### Extracted entries
## BEGIN

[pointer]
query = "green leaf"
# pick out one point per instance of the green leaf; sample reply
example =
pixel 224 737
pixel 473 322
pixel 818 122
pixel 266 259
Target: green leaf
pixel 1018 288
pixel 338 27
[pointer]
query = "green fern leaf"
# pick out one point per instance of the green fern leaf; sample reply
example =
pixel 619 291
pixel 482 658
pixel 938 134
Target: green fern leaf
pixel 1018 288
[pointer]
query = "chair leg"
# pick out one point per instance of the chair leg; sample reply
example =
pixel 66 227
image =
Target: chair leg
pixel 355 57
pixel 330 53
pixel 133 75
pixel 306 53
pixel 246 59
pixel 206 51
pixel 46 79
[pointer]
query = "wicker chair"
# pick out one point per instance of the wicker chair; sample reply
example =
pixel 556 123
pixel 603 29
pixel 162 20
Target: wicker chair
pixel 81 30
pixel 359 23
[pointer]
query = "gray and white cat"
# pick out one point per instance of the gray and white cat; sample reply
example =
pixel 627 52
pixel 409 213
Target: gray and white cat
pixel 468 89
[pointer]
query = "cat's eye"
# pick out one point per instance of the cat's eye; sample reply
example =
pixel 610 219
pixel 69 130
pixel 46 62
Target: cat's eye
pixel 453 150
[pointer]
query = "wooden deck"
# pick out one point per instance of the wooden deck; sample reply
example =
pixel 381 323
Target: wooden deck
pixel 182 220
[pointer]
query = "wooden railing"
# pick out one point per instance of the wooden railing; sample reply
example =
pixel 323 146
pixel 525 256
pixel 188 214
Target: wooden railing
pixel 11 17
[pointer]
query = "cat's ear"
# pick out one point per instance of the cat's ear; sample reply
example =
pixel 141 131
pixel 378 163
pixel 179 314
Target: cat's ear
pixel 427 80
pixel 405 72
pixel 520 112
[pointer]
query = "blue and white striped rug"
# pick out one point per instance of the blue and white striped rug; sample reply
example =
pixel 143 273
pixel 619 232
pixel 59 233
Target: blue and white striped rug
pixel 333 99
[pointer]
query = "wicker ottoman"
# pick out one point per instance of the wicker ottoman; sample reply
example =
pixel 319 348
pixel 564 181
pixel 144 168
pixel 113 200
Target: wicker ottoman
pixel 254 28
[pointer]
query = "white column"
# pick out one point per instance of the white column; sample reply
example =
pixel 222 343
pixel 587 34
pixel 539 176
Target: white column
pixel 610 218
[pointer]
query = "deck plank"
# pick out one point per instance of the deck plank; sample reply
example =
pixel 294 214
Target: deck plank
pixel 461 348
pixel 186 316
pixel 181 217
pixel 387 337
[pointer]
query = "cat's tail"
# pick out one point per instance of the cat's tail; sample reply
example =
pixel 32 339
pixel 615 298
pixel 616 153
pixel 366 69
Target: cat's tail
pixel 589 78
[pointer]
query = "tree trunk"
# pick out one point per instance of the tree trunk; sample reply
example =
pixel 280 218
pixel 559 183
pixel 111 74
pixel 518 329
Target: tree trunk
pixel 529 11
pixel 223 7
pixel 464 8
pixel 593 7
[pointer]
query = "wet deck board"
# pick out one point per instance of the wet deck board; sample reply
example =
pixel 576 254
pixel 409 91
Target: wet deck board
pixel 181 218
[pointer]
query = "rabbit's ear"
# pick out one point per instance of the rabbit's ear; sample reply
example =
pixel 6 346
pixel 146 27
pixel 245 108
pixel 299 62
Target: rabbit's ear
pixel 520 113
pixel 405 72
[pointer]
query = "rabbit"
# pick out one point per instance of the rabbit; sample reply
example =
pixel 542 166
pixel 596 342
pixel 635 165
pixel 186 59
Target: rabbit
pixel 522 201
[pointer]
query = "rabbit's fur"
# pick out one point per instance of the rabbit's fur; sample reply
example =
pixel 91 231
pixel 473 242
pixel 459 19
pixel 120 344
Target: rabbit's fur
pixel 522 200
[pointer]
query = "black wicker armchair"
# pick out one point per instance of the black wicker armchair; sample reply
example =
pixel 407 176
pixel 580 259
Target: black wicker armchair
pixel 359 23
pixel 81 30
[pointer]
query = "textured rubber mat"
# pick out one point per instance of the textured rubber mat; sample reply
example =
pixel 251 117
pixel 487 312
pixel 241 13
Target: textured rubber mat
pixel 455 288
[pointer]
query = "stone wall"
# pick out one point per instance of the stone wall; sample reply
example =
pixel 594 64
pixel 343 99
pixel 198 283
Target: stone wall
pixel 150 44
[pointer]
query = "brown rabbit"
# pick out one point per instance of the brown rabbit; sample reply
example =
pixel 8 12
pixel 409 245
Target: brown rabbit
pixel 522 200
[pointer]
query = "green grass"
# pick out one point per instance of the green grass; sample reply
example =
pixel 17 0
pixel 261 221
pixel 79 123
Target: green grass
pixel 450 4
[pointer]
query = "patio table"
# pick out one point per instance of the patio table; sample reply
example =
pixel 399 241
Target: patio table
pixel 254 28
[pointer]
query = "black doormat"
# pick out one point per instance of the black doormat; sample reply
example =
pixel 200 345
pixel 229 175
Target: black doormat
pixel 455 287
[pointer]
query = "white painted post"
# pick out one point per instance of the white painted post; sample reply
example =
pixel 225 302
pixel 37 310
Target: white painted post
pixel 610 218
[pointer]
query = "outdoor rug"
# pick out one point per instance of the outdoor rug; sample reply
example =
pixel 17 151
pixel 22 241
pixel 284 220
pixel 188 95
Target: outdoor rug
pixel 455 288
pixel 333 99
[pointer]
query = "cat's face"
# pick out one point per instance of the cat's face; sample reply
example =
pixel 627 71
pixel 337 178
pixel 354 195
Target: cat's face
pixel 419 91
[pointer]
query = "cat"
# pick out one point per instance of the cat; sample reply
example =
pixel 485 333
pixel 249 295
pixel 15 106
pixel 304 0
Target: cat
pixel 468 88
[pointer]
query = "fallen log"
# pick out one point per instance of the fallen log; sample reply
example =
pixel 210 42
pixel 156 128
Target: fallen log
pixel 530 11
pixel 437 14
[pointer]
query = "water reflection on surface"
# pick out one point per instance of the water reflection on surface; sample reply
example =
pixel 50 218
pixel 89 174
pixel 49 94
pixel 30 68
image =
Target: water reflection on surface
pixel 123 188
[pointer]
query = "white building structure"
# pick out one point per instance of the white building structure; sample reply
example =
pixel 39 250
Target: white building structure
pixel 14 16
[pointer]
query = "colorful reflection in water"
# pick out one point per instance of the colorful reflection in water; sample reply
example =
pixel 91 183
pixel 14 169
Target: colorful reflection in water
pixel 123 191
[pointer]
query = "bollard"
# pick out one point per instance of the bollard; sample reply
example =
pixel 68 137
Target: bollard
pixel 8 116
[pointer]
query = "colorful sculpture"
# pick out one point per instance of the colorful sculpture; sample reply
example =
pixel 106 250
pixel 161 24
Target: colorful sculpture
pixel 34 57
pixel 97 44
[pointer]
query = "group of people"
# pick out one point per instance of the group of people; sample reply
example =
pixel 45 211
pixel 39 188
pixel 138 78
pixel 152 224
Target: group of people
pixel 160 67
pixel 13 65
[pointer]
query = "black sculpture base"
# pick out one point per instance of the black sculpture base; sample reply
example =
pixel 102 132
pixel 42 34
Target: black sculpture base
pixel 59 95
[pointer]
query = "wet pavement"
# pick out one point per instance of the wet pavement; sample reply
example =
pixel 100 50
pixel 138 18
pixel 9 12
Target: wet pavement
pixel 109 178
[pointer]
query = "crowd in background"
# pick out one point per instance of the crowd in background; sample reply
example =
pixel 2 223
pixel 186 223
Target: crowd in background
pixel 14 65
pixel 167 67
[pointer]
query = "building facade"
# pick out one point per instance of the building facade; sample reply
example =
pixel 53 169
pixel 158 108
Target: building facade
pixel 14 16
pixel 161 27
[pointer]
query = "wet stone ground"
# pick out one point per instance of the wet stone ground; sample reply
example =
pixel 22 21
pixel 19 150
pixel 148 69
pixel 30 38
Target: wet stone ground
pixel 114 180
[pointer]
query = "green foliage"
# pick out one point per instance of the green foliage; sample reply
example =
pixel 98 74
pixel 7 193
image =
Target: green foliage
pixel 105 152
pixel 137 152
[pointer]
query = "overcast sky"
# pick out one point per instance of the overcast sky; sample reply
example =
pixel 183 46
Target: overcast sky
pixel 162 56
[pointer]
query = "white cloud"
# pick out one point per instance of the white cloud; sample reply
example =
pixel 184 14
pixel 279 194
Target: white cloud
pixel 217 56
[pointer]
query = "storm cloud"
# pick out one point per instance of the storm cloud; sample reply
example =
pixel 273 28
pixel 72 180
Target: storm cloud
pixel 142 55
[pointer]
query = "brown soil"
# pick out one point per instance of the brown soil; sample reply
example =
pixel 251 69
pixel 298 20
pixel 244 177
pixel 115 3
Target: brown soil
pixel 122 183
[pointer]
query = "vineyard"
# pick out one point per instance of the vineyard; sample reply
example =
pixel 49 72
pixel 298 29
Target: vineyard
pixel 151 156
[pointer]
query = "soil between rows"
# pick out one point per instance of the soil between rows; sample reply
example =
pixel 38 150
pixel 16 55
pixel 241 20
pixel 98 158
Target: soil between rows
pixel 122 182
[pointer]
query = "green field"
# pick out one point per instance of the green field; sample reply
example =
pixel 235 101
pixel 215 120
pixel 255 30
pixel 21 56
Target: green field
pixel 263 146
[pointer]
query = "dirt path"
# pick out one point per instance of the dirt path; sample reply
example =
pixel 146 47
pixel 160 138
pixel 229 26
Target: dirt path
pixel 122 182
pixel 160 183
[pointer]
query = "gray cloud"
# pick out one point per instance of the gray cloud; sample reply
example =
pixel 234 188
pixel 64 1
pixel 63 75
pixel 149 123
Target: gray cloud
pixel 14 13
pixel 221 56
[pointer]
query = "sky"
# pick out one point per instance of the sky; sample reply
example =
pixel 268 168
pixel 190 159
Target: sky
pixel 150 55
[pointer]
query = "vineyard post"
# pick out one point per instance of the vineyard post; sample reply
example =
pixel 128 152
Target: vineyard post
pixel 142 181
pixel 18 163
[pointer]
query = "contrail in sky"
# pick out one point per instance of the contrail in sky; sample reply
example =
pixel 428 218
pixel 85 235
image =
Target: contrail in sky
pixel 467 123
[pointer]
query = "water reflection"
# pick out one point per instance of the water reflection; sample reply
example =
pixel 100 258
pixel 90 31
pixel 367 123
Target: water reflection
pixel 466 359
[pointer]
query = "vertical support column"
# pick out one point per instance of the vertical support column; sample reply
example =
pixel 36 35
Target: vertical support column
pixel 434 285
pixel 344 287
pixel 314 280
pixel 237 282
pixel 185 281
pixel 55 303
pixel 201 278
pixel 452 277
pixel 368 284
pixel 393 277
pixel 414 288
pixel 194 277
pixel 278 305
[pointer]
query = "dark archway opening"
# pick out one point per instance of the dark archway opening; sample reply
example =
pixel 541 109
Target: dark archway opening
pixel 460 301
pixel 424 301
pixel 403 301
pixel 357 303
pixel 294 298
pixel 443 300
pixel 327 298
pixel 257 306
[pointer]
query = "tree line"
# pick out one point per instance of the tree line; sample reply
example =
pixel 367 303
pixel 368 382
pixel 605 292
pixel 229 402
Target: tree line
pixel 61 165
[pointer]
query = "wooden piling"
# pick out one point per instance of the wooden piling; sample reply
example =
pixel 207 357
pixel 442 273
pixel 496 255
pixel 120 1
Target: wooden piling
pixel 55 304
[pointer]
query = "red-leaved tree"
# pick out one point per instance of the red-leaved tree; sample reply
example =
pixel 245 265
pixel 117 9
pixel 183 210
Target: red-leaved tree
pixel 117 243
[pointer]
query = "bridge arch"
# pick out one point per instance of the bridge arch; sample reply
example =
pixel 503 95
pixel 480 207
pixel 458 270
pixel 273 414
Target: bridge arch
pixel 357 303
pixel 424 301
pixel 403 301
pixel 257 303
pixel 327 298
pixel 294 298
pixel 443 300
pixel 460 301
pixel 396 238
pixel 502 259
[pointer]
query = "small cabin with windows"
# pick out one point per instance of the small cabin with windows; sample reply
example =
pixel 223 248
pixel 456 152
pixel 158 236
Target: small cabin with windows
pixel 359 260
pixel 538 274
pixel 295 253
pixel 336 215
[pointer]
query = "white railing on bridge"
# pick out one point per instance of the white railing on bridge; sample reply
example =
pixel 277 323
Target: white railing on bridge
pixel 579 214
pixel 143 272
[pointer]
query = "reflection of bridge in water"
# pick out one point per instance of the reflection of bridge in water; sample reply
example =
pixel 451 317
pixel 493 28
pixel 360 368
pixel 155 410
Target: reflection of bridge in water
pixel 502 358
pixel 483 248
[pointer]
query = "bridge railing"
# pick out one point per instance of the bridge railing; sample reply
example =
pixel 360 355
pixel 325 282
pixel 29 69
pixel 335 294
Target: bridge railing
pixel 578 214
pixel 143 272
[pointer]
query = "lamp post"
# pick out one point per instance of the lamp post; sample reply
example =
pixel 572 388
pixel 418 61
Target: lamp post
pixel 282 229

## END

### Task statement
Locate every line in the items above that contains the string "leaf" and copy each of those lines. Case counts.

### Problem solution
query = "green leaf"
# pick out one point per instance of the green leaf; sample reply
Target: green leaf
query = "green fern leaf"
# pick out one point per instance of the green fern leaf; sample reply
Target: green fern leaf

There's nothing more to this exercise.